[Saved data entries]
========

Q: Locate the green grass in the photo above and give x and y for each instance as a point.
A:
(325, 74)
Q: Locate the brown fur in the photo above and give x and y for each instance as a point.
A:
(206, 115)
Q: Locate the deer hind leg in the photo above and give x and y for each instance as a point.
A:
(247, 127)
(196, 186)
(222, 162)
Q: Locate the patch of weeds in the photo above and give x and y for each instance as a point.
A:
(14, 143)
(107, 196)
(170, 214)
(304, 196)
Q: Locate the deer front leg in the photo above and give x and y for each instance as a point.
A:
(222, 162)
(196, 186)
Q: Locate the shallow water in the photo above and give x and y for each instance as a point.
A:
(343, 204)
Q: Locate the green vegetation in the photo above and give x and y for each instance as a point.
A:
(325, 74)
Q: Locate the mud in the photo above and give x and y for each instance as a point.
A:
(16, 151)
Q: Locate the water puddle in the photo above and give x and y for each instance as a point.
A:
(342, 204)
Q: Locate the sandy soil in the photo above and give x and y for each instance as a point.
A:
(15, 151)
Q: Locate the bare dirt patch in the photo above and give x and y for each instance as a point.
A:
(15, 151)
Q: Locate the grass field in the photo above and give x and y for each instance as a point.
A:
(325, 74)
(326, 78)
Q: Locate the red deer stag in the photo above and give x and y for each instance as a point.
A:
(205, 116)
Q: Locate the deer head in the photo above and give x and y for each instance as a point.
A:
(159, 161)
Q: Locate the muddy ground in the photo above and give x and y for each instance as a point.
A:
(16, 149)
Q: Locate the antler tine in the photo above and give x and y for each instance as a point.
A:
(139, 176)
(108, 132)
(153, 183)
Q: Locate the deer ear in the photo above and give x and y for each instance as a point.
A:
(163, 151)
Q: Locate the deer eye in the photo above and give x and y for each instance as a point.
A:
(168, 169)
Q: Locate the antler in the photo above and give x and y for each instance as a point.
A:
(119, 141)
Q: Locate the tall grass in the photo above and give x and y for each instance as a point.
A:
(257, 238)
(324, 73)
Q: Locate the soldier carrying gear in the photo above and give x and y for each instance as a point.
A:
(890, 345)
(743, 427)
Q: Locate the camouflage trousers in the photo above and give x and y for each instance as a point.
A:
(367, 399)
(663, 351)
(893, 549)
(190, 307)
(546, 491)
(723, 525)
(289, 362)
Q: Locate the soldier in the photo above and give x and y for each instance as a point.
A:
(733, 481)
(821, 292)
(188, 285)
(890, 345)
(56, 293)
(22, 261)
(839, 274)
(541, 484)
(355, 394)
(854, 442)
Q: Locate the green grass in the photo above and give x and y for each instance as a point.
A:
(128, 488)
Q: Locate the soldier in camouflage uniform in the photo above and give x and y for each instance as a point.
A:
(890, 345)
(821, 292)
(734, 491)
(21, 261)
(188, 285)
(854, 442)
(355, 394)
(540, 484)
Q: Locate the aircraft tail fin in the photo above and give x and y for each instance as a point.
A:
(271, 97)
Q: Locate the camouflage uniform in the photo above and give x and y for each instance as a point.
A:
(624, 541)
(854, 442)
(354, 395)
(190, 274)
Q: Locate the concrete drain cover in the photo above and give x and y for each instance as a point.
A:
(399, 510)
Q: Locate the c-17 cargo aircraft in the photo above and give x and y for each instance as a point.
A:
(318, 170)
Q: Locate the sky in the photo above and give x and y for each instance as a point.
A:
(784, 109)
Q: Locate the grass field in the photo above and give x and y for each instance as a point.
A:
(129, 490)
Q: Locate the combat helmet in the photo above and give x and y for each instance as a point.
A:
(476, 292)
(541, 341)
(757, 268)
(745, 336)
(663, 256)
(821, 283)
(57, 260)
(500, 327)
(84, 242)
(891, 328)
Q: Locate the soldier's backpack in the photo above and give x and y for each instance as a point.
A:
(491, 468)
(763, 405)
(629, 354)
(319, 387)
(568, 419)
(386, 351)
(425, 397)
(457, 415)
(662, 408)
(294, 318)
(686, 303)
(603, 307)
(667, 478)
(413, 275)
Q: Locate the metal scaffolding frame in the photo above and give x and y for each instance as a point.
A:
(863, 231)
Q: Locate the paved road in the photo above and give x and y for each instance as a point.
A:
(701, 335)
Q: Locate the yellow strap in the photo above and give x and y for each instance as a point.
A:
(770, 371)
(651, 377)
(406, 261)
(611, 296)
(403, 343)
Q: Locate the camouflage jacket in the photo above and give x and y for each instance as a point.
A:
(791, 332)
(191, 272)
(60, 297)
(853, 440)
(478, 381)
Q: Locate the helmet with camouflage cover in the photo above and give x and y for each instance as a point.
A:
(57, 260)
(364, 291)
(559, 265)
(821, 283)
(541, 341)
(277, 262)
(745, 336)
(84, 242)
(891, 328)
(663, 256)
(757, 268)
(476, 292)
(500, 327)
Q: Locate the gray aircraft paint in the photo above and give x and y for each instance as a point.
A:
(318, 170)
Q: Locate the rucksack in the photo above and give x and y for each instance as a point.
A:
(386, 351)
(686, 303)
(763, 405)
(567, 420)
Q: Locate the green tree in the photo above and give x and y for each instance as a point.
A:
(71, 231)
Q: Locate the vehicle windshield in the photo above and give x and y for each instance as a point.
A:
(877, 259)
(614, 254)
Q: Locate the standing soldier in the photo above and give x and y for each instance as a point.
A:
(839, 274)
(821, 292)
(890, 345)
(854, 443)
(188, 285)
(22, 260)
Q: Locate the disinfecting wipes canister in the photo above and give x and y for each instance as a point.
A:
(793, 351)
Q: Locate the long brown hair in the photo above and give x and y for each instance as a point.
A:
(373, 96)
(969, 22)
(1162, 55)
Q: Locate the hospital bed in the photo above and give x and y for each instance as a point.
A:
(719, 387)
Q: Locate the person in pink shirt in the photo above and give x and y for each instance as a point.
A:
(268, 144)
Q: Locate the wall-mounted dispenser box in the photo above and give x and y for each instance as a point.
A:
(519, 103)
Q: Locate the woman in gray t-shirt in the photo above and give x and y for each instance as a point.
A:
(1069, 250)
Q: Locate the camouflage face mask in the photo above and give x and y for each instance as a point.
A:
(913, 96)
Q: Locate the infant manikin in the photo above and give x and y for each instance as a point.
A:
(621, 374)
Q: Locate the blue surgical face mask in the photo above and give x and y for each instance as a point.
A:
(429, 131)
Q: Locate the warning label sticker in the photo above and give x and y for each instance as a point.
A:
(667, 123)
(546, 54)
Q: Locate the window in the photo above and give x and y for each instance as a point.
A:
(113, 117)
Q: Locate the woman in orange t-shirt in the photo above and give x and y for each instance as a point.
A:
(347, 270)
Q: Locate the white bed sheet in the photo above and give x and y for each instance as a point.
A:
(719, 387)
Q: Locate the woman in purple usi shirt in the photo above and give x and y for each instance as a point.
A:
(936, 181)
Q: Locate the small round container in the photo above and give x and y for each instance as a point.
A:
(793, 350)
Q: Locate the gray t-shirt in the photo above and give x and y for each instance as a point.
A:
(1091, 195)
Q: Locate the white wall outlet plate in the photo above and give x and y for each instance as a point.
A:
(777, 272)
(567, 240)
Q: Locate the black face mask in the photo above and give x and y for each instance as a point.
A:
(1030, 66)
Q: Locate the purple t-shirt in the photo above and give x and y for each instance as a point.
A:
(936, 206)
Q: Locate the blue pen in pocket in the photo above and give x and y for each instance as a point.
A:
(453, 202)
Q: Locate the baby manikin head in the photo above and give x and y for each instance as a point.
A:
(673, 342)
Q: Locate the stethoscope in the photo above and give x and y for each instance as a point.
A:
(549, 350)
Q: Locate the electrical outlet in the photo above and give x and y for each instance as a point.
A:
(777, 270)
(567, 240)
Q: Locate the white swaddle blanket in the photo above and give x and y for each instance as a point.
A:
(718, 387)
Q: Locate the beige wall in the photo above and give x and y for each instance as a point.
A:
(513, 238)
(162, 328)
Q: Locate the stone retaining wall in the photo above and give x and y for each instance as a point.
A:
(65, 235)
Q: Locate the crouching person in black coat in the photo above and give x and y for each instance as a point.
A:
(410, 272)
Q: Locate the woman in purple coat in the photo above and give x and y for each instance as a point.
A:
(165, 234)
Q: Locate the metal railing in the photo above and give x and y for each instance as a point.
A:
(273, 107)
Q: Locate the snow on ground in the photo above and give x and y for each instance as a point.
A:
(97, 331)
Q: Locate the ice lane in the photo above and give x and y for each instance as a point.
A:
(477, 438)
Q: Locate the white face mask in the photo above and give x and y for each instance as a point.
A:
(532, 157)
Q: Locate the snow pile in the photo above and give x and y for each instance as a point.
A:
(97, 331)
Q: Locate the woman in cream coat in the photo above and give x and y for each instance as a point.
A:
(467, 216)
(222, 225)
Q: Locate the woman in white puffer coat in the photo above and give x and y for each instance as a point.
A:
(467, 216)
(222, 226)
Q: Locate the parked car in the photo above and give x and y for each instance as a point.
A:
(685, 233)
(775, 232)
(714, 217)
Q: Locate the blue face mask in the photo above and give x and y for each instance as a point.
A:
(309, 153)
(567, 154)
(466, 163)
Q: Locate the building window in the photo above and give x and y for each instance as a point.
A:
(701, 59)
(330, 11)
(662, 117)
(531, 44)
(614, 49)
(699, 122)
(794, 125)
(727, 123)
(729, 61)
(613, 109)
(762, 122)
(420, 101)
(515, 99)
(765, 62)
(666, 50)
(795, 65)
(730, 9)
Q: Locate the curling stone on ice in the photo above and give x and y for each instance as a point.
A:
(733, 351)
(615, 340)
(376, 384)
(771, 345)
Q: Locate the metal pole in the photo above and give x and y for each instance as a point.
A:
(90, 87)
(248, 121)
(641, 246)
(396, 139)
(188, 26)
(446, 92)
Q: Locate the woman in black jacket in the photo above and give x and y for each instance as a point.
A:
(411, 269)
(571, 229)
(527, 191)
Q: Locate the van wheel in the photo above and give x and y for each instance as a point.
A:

========

→ **Task prompt**: Show all lines above holding the word "mask".

→ **Answer for this exercise**:
Q: Locate the camouflage face mask in the photo above and give x and y for each instance as a point.
Q: Locate the blue surgical face mask in the photo above and give x and y for each instance as a point.
Q: Locate the black face mask in the photo above and give x and y for each instance as a point.
Q: Locate the white face mask in the photo above and give x and y for each instance as a point.
Q: Locate the blue face mask in the photo above and give x and y for each instance as a point.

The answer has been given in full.